### What this task involves
Copy word for word the part of the turkey article below that runs from "Thanks to state" to "and report them.".

Just like blackberries, turkey populations can be hurt by bad weather at the wrong time of year. A cold, wet spring affects nesting success and poult survival and can cause short-term population swings. Each summer, Pennsylvanians can help track wild turkey populations by reporting their turkey sightings to the Game Commission.
I took a walk recently at a Beaver County state game land. Aside from stretching my legs, I wanted to check out one of my best-producing blackberry patches. The wet, early spring produced abundant blossoms on the canes and things were looking good. Then, we hit a dry spell at the wrong time.
Blackberries need a lot of water at the right time of their development to fill out into plump fruit. A couple of weeks of dry weather and small, bitter berries are what you will be picking.
The trail I was walking on was about 20-foot-wide and maintained by mowing so the grass and weeds were not very high. Normally when I top a blind rise where I cannot see ahead, I do so slowly, making sure to see what critters might be there before they see me. This time however, with my attention on the blackberries and moving along quite quickly, I found myself just feet away from too many turkey poults to count. For about 10 seconds all heck broke loose as the young turkeys tried to figure out the best direction to get away. The four adult hens where quick to sound the alarm and disappear into the brush but some of the poults kept running back and forth on the trail totally confused.
As the hens called out their assembly call, the poults figured it out and disappeared into the brush on the sides of the trail. According to the National Wild Turkey Federation, "the adult hen assembly call is a series of loud yelps, usually a little more emphatic and longer than a standard series of yelps. The assembly yelp is used by a hen to assemble her flock or young poults."
Thanks to state wildlife agencies and concerned sportsmen groups like the National Wild Turkey Federation, scenes like this are common across the country. But just like blackberries, turkey populations can be hurt by bad weather at the wrong time of year. A cold, wet spring affects nesting success and poult survival and can cause short-term population swings.
Each summer, Pennsylvanians can help track wild turkey populations by reporting their turkey sightings to the Game Commission. This year, the survey will be held over two months instead of one to make observations and report them.
The Pennsylvania Wild Turkey Sighting Survey opened Wednesday and will run through August. The two-month window follows the current national standard used by all state wildlife agencies, providing comparable data across the wild turkey’s entire range.
Turkey sighting reports can be made through the Game Commission’s mobile app or on the agency’s website.
On the website, click on "Turkey Sighting Survey" in the Quick Clicks section. The mobile app can be found by searching for "Pennsylvania Game Commission" in the Google Play Store or Apple’s App Store and selecting "Turkey Sighting Survey."

### Data shown
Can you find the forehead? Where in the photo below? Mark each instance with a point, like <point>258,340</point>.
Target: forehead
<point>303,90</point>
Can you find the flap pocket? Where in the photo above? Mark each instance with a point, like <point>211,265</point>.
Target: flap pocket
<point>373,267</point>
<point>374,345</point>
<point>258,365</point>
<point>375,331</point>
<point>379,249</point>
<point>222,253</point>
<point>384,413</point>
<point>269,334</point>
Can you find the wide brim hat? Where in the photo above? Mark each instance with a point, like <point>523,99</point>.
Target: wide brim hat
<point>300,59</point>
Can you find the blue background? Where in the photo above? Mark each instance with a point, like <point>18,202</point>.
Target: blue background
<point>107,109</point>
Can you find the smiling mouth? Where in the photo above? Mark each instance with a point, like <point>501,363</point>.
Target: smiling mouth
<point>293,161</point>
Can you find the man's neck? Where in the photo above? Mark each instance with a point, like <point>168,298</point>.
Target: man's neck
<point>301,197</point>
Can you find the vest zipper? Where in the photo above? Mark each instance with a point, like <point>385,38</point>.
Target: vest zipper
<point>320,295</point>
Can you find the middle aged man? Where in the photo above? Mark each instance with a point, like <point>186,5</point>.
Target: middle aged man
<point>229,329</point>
==
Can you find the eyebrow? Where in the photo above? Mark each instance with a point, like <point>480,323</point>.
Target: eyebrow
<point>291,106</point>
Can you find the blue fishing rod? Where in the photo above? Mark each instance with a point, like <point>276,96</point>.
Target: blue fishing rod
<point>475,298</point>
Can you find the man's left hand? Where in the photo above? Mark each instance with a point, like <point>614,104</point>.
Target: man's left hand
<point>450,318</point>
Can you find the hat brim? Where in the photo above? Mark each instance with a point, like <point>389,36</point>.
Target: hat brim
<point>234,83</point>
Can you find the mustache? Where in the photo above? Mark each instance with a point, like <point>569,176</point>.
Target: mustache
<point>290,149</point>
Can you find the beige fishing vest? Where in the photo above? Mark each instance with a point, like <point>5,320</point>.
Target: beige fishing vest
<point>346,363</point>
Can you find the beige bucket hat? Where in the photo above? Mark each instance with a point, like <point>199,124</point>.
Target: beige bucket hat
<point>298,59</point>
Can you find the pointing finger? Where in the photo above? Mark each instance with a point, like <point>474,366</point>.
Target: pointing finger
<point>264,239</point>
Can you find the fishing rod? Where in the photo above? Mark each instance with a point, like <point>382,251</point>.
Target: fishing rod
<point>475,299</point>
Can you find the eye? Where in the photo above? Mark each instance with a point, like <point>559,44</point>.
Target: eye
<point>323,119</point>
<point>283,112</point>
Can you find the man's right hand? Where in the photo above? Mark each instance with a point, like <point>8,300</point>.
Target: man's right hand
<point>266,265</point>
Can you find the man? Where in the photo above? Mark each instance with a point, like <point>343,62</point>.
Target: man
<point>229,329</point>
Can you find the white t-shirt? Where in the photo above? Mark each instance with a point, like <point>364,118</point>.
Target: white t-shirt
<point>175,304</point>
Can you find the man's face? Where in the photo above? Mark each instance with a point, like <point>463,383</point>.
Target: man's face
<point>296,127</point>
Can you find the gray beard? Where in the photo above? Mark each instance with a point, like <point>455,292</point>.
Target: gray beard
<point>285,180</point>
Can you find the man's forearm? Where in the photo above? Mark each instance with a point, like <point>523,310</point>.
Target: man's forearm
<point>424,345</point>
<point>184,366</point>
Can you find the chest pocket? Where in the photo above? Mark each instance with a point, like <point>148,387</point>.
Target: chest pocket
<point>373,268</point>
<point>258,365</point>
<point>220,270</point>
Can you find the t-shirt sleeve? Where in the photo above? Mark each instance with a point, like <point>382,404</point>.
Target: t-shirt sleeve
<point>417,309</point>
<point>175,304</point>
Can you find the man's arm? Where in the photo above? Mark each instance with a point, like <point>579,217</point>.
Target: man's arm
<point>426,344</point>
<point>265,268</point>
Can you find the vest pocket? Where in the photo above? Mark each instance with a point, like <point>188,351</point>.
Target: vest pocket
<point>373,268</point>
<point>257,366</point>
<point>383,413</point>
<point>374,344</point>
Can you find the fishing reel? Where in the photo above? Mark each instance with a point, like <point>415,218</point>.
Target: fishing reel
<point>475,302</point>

### Reply to the task
Thanks to state wildlife agencies and concerned sportsmen groups like the National Wild Turkey Federation, scenes like this are common across the country. But just like blackberries, turkey populations can be hurt by bad weather at the wrong time of year. A cold, wet spring affects nesting success and poult survival and can cause short-term population swings.
Each summer, Pennsylvanians can help track wild turkey populations by reporting their turkey sightings to the Game Commission. This year, the survey will be held over two months instead of one to make observations and report them.